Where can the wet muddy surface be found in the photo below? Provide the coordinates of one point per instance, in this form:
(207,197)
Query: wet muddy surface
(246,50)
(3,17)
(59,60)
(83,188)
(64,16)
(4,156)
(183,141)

§ **What you are asked to do**
Render every line of the listing above as a JSON array of strings, one string per line, omitting any blank lines.

§ **Solution to this exercise**
[
  "Where can the wet muddy surface be found in the photo below? Provide the coordinates of one point per instance, in this form:",
  "(207,197)",
  "Query: wet muddy surface",
  "(246,50)",
  "(3,17)",
  "(59,60)",
  "(83,188)",
  "(64,16)",
  "(4,156)",
  "(183,141)"
]